# TASK REQUIREMENTS
**A)** Please set down the part of the WorldClim raster tutorial running from "You can see" down to "plot(map, main='MAP')", copying it word for word.
**B)** In the WorldClim raster tutorial, what units are the MAT values given in?
**C)** Decide whether each statement agrees with the WorldClim raster tutorial. Answer yes or no, and quote the words that settle it.
(i) The raster stack contains 19 layers.
(ii) Most WORLDCLIM precipitation variables are measured in centimeters.
(iii) The highest MAT represented by the raster is 31.4°C.

# DOCUMENT SECTION
______________________________

First, let's fix the min/max values so they correctly represent the highest and lowest values in the raster.

mat <-setMinMax(mat)
mat

## class : RasterLayer
## dimensions : 900, 2160, 1944000 (nrow, ncol, ncell)
## resolution : 0.1666667, 0.1666667 (x, y)
## extent : -180, 180, -60, 90.00001 (xmin, xmax, ymin, ymax)
## coord. ref. : +proj=longlat +ellps=WGS84 +no_defs
## data source : C:\ecology\Drive\Workshops\SDM from Start to Finish (WSU, 2016-04)\Series 1 GMGS\WORLDCLIM\1950-2000\World - BIOCLIM Variables\WC01.tif
## names : WC01
## values : -269, 314 (min, max)

You can see that the minimum value is -269 and the maximum 314. The units are 10ths of a degree, so the lowest MAT across the Earth represented by this raster is -26.9°C and the highest 31.4°C.

Let's plot the raster.

plot(mat, main='MAT')

Now, let's look at mean annual precipitation (MAP).

map <-raster('./WORLDCLIM/1950-2000/World - BIOCLIM Variables/WC12.tif')
plot(map, main='MAP')

The units for most precipitation variables in WORLDCLIM is millimeters, so the map of MAP represents precipitation ranging from no precipitation to nearly 8 m per year!

Now let's look at all of the BIOCLIM layers together (or most of them). We'll create a "raster stack" object that holds multiple rasters together that can be treated as if it were a single variable.

current <-stack(list.files('./WORLDCLIM/1950-2000/World - BIOCLIM Variables',
full.names=TRUE, pattern='.tif'))
current <-setMinMax(current) # get correct min/max values across all rasters
current

## class : RasterStack
## dimensions : 900, 2160, 1944000, 19 (nrow, ncol, ncell, nlayers)
## resolution : 0.1666667, 0.1666667 (x, y)
## extent : -180, 180, -60, 90.00001 (xmin, xmax, ymin, ymax)
## coord. ref. : +proj=longlat +ellps=WGS84 +no_defs
## names : WC01, WC02, WC03, WC04, WC05, WC06, WC07, WC08, WC09, WC10, WC11, WC12, WC13, WC14, WC15, ...
## min values : -269, 9, 8, 72, -59, -547, 53, -251, -450, -97, -488, 0, 0, 0, 0, ...

______________________________

# PROVIDED DATA
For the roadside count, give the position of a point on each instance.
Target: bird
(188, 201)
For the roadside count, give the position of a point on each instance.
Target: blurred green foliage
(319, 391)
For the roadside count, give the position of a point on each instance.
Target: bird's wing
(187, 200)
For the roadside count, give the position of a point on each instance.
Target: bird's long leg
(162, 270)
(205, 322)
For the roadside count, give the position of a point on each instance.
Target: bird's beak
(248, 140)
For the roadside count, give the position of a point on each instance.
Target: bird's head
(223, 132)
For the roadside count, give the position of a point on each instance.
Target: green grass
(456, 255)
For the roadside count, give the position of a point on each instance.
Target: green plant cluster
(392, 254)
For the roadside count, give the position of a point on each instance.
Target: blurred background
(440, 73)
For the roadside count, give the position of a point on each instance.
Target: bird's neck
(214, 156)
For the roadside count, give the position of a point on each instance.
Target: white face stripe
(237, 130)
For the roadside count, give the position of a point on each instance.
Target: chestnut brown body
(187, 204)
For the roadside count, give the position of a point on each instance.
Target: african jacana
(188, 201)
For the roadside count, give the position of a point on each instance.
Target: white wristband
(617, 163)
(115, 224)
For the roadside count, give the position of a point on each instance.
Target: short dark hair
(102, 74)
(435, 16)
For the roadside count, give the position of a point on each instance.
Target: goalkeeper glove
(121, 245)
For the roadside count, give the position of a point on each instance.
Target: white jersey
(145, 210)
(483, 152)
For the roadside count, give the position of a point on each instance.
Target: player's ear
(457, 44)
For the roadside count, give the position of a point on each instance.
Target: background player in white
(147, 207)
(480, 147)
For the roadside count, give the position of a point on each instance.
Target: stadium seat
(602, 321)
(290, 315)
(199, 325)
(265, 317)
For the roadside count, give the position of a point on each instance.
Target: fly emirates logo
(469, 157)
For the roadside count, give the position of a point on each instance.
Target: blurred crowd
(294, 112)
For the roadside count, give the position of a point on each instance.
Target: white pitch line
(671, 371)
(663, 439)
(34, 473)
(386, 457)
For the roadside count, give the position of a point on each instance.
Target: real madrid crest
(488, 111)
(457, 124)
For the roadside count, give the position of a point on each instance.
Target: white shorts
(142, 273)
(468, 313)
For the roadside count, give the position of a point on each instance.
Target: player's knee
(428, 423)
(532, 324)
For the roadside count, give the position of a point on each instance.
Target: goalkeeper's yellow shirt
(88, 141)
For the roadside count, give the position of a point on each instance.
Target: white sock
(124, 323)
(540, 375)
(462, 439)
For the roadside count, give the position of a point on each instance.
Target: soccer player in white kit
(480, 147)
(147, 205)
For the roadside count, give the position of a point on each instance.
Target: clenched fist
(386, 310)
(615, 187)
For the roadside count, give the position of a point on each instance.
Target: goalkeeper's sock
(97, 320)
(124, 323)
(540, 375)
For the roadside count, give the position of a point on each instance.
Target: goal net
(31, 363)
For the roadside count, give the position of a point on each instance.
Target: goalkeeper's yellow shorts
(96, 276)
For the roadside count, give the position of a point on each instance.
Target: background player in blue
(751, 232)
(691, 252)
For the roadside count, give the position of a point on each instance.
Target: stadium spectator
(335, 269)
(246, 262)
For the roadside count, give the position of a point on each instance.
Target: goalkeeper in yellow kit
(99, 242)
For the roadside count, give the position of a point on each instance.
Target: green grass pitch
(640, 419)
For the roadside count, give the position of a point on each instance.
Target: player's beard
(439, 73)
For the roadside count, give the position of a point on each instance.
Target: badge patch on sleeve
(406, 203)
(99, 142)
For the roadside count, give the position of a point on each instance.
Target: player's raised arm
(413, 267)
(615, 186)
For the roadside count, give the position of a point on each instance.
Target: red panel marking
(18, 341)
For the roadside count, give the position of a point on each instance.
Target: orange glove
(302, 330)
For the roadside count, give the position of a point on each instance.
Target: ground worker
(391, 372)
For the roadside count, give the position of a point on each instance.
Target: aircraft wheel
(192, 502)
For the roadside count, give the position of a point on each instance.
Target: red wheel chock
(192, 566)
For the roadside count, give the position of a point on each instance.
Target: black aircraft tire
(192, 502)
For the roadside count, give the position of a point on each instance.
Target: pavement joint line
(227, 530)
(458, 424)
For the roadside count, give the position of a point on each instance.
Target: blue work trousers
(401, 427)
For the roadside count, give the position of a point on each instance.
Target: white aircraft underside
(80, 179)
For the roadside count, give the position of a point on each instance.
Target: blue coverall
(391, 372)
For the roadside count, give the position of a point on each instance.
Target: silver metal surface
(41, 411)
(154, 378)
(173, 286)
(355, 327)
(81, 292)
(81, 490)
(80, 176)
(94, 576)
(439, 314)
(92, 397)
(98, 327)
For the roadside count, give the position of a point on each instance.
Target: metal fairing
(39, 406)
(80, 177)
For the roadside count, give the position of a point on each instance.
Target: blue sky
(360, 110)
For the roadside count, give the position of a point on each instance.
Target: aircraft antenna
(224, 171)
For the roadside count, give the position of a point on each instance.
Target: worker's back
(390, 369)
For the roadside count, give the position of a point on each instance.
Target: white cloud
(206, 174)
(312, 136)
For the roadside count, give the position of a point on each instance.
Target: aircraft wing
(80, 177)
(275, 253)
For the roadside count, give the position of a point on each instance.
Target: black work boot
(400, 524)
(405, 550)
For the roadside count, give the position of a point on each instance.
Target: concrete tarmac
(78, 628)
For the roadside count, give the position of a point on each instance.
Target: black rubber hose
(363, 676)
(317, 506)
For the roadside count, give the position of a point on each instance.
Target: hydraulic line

______________________________

# RESPONSE LIST
**A)**
You can see that the minimum value is -269 and the maximum 314. The units are 10ths of a degree, so the lowest MAT across the Earth represented by this raster is -26.9°C and the highest 31.4°C.

Let's plot the raster.

plot(mat, main='MAT')

Now, let's look at mean annual precipitation (MAP).

map <-raster('./WORLDCLIM/1950-2000/World - BIOCLIM Variables/WC12.tif')
plot(map, main='MAP')

**B)** 10ths of a degree.

**C)**
(i) Yes: "900, 2160, 1944000, 19 (nrow, ncol, ncell, nlayers)"
(ii) No: "The units for most precipitation variables in WORLDCLIM is millimeters"
(iii) Yes: "the lowest MAT across the Earth represented by this raster is -26.9°C and the highest 31.4°C"